▶ What is asked
All lines below must be repeated exactly, with the pictures omitted.

• • • • • • •

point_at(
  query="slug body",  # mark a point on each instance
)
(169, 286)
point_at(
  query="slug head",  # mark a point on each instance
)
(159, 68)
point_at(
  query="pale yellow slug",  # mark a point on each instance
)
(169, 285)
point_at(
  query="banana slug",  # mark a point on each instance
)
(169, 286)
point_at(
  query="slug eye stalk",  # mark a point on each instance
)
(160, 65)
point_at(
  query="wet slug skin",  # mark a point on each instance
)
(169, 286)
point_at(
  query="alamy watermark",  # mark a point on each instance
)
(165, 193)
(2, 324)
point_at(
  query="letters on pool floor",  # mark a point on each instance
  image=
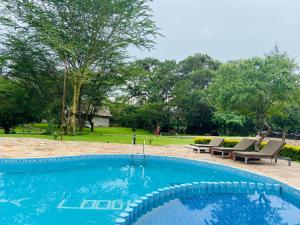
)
(95, 205)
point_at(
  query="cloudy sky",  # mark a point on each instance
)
(225, 29)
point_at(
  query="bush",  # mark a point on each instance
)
(290, 151)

• • • • • • •

▶ Task answer
point_at(
  query="slug body",  # mark a point on each instance
)
(169, 286)
point_at(
  query="slug head",  # mark a point on each instance
)
(159, 68)
point_at(
  query="pale yellow slug",  # mark a point on each instance
)
(169, 285)
point_at(
  query="banana slug",  # mark a point on each instance
)
(169, 286)
point_at(
  query="slug eye stalk",  # mark a point on each instance
)
(160, 65)
point_at(
  query="wet slug skin",  # mark a point on each instance
)
(169, 286)
point_at(
  query="alamy watermark",  # mark a point on each instance
)
(165, 193)
(2, 324)
point_at(
  query="letters on pool floor",  # mark a point on each instance
  image=
)
(95, 205)
point_at(
  query="cloudy sky",  # mark a point on each instance
)
(225, 29)
point_at(
  query="bush",  # mark a point on each instance
)
(290, 151)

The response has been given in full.